- **Short problem A**
In the passage about student politics in Turkey, what ally did the student movement seek in its collective action?

==== Quoted text ====

Such escalation in violence was not unique to Turkey. In Spain, for example, a similar trajectory had been followed during the mid-1960s. The regime, faced with increased violence, tightened its grip and responded with increased repression, curtailing freedom of press and personal liberties, but could not succeed in containing contention. Violence escalated even further, and strikes spread like hay fire. At that stage, the political elites in Spain succeeded in doing something their Turkish counterparts would utterly fail at: in this environment, which provided “pressure of transgressive politics in the streets, in the factories, and in the mining regions”, Spain’s elites and counter-elites “managed the transition through a measured process of negotiation in conference rooms.”

As in Europe, the student movement in Turkey sought another ally in its collective action: the workers. Throughout much of the 1960s, the respective places of the two groups were hotly debated. Some theorists held that the student movement was meaningful only to the extent that it served the class struggle of the workers and that the students should not follow an agenda of their own. Others maintained that students could exist as a separate entity in the struggle against fascism and imperialism, although collaborating with workers was also necessary. Such class awareness gradually changed the nature of student protests and demonstrations. What began as voicing demands about schooling (tuition fees, conditions for passing courses and graduation, entrance into universities, etc.) became pronouncedly political with the introduction of the Cyprus issue, the minorities issue, the hunt for communists, and the frequent visits of the US 6th Fleet.

==== Data for this task ====

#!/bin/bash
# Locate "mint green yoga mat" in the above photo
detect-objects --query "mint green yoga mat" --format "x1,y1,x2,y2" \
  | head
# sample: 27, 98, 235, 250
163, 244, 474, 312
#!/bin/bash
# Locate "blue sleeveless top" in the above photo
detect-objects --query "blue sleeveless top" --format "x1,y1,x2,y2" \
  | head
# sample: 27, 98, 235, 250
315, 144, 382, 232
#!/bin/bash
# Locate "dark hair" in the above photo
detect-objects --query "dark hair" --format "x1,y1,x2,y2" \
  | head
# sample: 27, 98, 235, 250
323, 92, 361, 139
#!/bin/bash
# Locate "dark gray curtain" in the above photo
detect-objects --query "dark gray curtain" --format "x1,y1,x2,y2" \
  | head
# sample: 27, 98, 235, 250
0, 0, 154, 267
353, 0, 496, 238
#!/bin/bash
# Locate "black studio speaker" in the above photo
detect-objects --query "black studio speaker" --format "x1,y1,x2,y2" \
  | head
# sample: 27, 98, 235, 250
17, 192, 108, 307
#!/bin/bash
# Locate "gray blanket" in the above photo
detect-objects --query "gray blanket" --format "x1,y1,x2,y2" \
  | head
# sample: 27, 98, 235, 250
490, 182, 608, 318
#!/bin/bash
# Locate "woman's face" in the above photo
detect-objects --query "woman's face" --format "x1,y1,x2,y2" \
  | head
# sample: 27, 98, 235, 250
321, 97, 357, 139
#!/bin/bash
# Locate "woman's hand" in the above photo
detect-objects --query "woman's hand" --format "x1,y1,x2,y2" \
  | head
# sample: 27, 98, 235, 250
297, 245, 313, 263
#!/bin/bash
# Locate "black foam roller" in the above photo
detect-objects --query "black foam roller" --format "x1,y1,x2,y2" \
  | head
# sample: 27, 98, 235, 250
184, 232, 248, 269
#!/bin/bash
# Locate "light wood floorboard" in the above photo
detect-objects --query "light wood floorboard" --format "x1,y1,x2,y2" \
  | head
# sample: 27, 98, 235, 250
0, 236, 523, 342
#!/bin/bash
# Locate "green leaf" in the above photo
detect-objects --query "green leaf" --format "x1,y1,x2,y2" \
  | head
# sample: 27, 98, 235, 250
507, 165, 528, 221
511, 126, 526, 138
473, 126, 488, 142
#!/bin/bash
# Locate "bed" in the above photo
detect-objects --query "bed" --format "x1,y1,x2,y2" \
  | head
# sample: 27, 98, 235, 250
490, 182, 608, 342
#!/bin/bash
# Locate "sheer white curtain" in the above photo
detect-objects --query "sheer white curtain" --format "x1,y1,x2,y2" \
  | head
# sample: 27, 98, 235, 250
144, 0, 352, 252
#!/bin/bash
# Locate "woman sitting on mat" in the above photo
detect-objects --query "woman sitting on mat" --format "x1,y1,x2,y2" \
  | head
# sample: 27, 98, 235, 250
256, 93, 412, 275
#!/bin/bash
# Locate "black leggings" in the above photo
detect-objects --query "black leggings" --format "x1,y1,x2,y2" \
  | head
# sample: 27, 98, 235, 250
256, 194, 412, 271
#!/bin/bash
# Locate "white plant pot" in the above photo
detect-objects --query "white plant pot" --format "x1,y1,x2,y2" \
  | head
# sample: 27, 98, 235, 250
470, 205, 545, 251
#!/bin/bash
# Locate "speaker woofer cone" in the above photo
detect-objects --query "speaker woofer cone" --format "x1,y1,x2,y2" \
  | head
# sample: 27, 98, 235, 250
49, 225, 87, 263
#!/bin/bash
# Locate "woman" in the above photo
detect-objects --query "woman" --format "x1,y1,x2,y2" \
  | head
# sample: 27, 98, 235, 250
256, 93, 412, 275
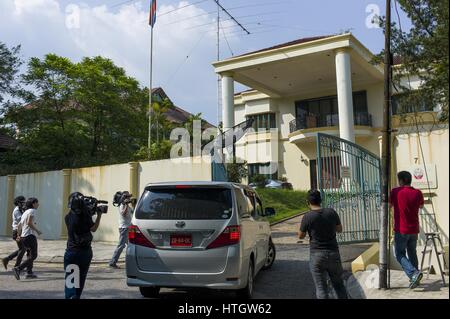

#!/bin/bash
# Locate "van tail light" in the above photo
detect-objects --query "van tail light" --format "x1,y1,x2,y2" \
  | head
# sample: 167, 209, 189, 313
128, 225, 155, 248
206, 226, 241, 249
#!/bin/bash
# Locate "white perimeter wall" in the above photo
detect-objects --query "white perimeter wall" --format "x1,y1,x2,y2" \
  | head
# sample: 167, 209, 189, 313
14, 171, 63, 239
0, 176, 7, 236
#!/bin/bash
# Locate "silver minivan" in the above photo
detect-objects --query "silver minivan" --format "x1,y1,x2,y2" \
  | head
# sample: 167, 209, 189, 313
126, 182, 275, 298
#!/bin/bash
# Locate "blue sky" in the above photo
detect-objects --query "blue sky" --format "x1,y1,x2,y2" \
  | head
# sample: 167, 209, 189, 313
0, 0, 409, 124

====

- **Short problem B**
Write out the records again, requests included, from their first line through the line containing "17, 192, 108, 307". Shift every bounding-box coordinate in the answers up by 140.

- **Output A**
The workers.

- **Output B**
#!/bin/bash
# Locate "mint green yoga mat" in the above photo
detect-objects --query "mint green yoga mat" --format "x1,y1,x2,y2" \
  | head
# sample: 27, 98, 235, 250
303, 384, 614, 452
#!/bin/bash
# Locate "blue sleeveless top" in the above photo
detect-objects --query "blue sleeveless top" --format "x1,y1,x2,y2" \
  | head
# sample: 27, 98, 235, 250
455, 284, 522, 372
#!/bin/bash
# Locate "dark hair" in the above photo
detect-objects --query "dark hair" --format "x1,y1,x2,y2" \
  | head
# sample: 27, 98, 235, 250
463, 232, 501, 279
#!/bin/bash
# Locate "dark gray curtain" in the above photo
detect-objects --query "dark gray curtain" --format "x1,y1,x2,y2" \
  | head
# sample: 27, 98, 235, 250
140, 140, 294, 407
493, 140, 636, 378
#!/bin/bash
# Locate "black studio speaker" in the above photo
detect-objects --query "black studio speaker" --format "x1,y1,x2,y2" \
  | head
# sample: 27, 98, 235, 250
157, 332, 248, 447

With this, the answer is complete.